▶ [Exercise]: Copy out every one of the records below, word for word.

▶ [Records for this exercise]:

===============

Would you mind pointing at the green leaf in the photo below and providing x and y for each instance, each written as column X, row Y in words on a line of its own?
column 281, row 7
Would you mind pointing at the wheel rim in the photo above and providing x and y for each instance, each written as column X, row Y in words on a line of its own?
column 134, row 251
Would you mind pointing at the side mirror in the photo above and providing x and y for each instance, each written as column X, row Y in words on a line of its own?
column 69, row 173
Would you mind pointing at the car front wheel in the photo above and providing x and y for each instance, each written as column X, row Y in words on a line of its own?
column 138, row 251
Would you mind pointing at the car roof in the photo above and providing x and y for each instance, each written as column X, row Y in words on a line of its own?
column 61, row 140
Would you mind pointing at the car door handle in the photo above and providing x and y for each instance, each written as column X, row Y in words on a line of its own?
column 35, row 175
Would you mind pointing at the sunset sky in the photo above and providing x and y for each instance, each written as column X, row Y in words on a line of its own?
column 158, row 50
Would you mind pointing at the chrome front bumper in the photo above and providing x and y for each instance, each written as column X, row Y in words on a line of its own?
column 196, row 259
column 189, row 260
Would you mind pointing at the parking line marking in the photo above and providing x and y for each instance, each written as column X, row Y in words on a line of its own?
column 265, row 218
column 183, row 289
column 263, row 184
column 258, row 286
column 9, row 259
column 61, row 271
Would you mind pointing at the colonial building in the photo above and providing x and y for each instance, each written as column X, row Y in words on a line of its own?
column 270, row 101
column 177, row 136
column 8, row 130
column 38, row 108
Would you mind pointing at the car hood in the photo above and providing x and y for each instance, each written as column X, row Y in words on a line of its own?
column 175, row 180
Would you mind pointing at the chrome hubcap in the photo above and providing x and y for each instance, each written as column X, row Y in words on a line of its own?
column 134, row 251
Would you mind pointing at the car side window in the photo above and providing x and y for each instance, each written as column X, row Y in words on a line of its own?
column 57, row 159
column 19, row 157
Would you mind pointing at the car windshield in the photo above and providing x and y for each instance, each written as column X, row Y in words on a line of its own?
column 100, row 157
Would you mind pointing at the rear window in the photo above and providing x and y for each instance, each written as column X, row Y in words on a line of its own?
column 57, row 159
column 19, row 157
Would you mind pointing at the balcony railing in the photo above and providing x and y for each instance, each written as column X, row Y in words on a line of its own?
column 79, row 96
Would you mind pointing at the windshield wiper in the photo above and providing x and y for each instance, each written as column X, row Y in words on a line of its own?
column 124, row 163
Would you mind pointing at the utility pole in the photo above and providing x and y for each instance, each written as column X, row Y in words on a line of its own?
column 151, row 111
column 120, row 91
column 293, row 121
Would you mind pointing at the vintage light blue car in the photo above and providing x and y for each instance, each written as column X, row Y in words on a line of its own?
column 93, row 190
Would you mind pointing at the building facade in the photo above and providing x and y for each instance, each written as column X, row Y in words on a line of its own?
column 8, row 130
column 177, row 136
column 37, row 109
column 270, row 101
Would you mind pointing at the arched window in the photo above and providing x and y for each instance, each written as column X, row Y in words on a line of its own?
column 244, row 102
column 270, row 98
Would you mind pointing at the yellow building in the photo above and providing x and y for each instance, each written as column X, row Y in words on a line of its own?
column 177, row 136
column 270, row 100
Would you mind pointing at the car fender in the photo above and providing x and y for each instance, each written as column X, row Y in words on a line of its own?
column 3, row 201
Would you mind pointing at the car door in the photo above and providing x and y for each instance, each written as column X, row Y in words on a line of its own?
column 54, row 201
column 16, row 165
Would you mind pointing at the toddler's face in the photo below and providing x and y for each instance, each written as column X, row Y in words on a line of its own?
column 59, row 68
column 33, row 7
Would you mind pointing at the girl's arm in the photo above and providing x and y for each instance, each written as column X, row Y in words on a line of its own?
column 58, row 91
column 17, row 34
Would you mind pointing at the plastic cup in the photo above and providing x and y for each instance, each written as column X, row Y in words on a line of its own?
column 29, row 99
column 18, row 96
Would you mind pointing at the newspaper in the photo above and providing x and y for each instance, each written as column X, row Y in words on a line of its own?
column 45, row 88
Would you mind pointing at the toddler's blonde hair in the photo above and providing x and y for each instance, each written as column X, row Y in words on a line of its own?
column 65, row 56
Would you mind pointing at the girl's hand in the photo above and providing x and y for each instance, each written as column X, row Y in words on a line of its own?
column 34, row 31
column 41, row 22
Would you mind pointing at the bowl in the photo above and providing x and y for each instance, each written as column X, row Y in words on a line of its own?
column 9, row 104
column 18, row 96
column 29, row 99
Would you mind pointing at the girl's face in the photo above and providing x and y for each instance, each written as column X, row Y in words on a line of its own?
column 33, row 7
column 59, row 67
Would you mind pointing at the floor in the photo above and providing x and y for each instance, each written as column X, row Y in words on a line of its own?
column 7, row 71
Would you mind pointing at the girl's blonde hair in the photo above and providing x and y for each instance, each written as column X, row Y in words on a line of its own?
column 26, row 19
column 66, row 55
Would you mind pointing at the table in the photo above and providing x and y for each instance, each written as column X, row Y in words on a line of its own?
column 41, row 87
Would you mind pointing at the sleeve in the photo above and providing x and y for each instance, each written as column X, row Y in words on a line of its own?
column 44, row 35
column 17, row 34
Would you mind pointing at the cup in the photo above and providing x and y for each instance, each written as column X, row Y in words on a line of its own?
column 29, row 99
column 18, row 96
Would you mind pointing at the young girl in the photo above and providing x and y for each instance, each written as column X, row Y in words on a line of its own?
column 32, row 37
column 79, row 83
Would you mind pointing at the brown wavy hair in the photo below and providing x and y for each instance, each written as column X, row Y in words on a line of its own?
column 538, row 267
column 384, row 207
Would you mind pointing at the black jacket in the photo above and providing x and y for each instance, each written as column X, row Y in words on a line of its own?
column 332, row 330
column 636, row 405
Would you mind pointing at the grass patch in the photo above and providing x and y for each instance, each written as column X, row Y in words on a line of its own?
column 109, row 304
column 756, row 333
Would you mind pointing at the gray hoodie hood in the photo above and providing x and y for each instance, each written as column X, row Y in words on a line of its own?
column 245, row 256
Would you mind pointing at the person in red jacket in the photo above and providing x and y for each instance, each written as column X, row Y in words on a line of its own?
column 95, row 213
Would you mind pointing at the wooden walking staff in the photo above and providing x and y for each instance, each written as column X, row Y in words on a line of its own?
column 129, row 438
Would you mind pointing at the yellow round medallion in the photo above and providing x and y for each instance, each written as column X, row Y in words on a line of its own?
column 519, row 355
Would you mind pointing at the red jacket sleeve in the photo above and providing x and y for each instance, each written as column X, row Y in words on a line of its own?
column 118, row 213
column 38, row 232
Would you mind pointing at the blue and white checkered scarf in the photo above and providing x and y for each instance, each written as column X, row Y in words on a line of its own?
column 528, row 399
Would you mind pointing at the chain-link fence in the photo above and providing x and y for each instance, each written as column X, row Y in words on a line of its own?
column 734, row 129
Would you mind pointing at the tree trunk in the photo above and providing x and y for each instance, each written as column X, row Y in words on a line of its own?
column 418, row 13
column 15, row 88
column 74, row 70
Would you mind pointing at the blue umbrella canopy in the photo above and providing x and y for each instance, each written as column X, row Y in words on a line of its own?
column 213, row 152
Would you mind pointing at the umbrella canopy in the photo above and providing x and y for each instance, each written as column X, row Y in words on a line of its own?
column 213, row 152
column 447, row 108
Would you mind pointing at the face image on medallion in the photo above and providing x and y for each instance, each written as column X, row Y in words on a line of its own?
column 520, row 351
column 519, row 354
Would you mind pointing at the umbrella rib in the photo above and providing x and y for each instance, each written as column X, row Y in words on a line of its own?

===============

▶ [Solution to this exercise]:
Would you mind pointing at the green leaf in the photo below and providing x and y for each instance, each written as column X, row Y in words on a line of its own?
column 281, row 7
Would you mind pointing at the wheel rim in the photo above and providing x and y for each instance, each written as column X, row Y in words on a line of its own?
column 134, row 251
Would you mind pointing at the side mirror in the photo above and providing x and y for each instance, each written as column X, row Y in words on a line of its own?
column 69, row 173
Would you mind pointing at the car front wheel in the photo above and providing x and y for each instance, each written as column X, row Y in words on a line of its own?
column 138, row 251
Would you mind pointing at the car roof in the photo above and providing x and y for each instance, each written as column X, row Y in words on a line of its own?
column 61, row 140
Would you mind pointing at the car door handle in the photo above and providing x and y for each instance, each written as column X, row Y in words on a line of its own?
column 35, row 175
Would you mind pointing at the sunset sky in the photo above and providing x and y for each instance, each written as column X, row Y in words on a line of its own?
column 158, row 50
Would you mind pointing at the chrome front bumper in the photo above and providing x and y for each instance, each written as column X, row Y in words on a line of its own?
column 196, row 259
column 189, row 260
Would you mind pointing at the parking line marking in the photo above and providing x and y for each instance, each written as column X, row Y in words on a line of its own?
column 265, row 218
column 183, row 289
column 263, row 184
column 258, row 286
column 9, row 259
column 61, row 271
Would you mind pointing at the colonial building in the photo above and providing x and y for each instance, each written as column X, row Y in words on a line of its own?
column 270, row 101
column 177, row 136
column 8, row 130
column 38, row 108
Would you mind pointing at the car hood in the photo above and providing x and y for each instance, each written as column X, row Y in words on a line of its own?
column 175, row 180
Would you mind pointing at the chrome hubcap in the photo above and providing x and y for each instance, each written as column X, row Y in words on a line of its own?
column 134, row 251
Would you mind pointing at the car side window in the photo above and providing x and y for each instance, each written as column X, row Y in words on a line of its own?
column 57, row 159
column 19, row 157
Would you mind pointing at the car windshield in the photo above and providing x and y for each instance, each written as column X, row Y in words on a line of its own?
column 100, row 157
Would you mind pointing at the rear window in the photo above and providing x and y for each instance, each written as column X, row Y in words on a line of its own?
column 57, row 159
column 19, row 157
Would you mind pointing at the balcony railing in the photo above and providing x and y for each instance, each written as column X, row Y in words on a line of its own?
column 79, row 96
Would you mind pointing at the windshield wiper in the photo above and providing x and y for each instance, each written as column X, row Y in words on a line of its own?
column 124, row 163
Would you mind pointing at the utility pole in the photo above and providing x and y for each instance, each written as column X, row Y in words on a line of its own?
column 151, row 111
column 120, row 91
column 293, row 121
Would you mind pointing at the vintage light blue car in the photo above and providing x and y for each instance, each written as column X, row Y in words on a line of its own?
column 93, row 190
Would you mind pointing at the building facade in the photo above and providing x and y for each instance, each written as column X, row Y in words on a line of its own?
column 8, row 130
column 177, row 136
column 37, row 109
column 270, row 101
Would you mind pointing at the arched window in the photo above and providing x and y for each instance, each written as column X, row Y in words on a line of its own?
column 244, row 102
column 270, row 98
Would you mind pointing at the yellow building in the photo above and providing x and y for each instance, each written as column X, row Y in words on a line of its own?
column 177, row 136
column 270, row 100
Would you mind pointing at the car fender in the photo above and providing x and y for each instance, each written as column X, row Y in words on a line of its own?
column 3, row 201
Would you mind pointing at the car door in the photo above and providing x and y for each instance, each written as column X, row Y in words on a line of its own?
column 54, row 201
column 16, row 165
Would you mind pointing at the toddler's face in the photo below and providing x and y for each instance, each written as column X, row Y in words on a line of its own?
column 59, row 68
column 33, row 7
Would you mind pointing at the girl's arm in the photo above and providing x and y for each instance, each written as column X, row Y in words on a line of its own?
column 58, row 91
column 17, row 34
Would you mind pointing at the plastic cup in the photo above and providing x and y for each instance, each written as column X, row Y in words on a line of its own?
column 29, row 99
column 18, row 96
Would you mind pointing at the newspaper in the photo above and providing x and y for each instance, each written as column X, row Y in words on a line of its own?
column 45, row 88
Would you mind pointing at the toddler's blonde hair in the photo above and providing x and y for each instance, each written as column X, row Y in words on a line of its own?
column 65, row 56
Would you mind pointing at the girl's hand in the photo above and providing x and y for each instance, each written as column X, row Y in words on a line of its own?
column 34, row 31
column 41, row 22
Would you mind pointing at the bowl in the photo above and providing x and y for each instance, each written as column X, row Y in words on a line of its own?
column 9, row 104
column 18, row 96
column 29, row 99
Would you mind pointing at the girl's face in the photo above and providing x and y for each instance, each written as column X, row Y in words on a line of its own?
column 33, row 7
column 59, row 67
Would you mind pointing at the floor in the photo above and providing x and y for each instance, each written as column X, row Y in words on a line of its own?
column 7, row 71
Would you mind pointing at the girl's blonde hair in the photo above and providing x and y for each instance, each written as column X, row Y in words on a line of its own?
column 26, row 19
column 66, row 55
Would you mind pointing at the table in the photo above and providing x and y for each instance, each written as column X, row Y in words on a line of its own?
column 41, row 87
Would you mind pointing at the sleeve in the photo above and providing x and y for each instance, each written as column X, row Y in words on a line of its own?
column 44, row 35
column 17, row 34
Would you mind pointing at the cup in the photo above and providing x and y for each instance, each written as column X, row Y in words on a line of its own?
column 29, row 99
column 18, row 96
Would you mind pointing at the young girl in the photo above and providing x and y for each instance, each written as column X, row Y in words on a line of its own?
column 32, row 37
column 79, row 83
Would you mind pointing at the brown wavy hair in the photo below and providing x and y for each instance, each written as column X, row Y in words on a line of its own?
column 538, row 267
column 384, row 207
Would you mind pointing at the black jacket in the photo above and providing x and y for each instance, each written as column X, row Y in words on a line of its own?
column 332, row 330
column 636, row 405
Would you mind pointing at the grass patch in the photo above and providing x and y for each instance, each written as column X, row Y in words on a line of its own?
column 109, row 304
column 756, row 333
Would you mind pointing at the gray hoodie hood in the photo above and providing x and y for each instance, each written as column X, row Y in words on a line of its own?
column 245, row 256
Would you mind pointing at the person in red jacket in the photo above and providing x and y for each instance, each written as column X, row Y in words on a line of its own?
column 95, row 213
Would you mind pointing at the wooden walking staff in the photo above and providing x and y for each instance, each written as column X, row Y in words on a line of its own?
column 129, row 438
Would you mind pointing at the yellow round medallion in the photo above and providing x and y for each instance, each written as column X, row Y in words on a line of its own?
column 519, row 355
Would you mind pointing at the red jacket sleeve in the photo above and providing x and y for each instance, each written as column X, row Y in words on a line of its own?
column 118, row 213
column 38, row 232
Would you mind pointing at the blue and white checkered scarf in the photo above and providing x and y for each instance, each written as column X, row Y in words on a line of its own?
column 528, row 399
Would you mind pointing at the chain-link fence in the photo above and providing x and y for each instance, each written as column X, row Y in words on a line of its own?
column 734, row 129
Would you mind pointing at the tree trunk in the photo above and providing x and y for each instance, each written as column X, row Y in words on a line of its own?
column 418, row 13
column 15, row 88
column 74, row 70
Would you mind pointing at the blue umbrella canopy in the photo above and providing x and y for each instance, each written as column X, row Y in words on a line of its own?
column 213, row 152
Would you mind pointing at the umbrella canopy in the photo above and providing x and y for each instance, each written as column X, row Y in words on a line of its own?
column 213, row 152
column 447, row 108
Would you mind pointing at the face image on medallion in the photo above and providing x and y for each instance, each written as column X, row Y in words on a line of its own?
column 520, row 351
column 519, row 354
Would you mind pointing at the umbrella rib in the photo above and providing x and y for each instance, each written as column X, row Y in words on a line of its own?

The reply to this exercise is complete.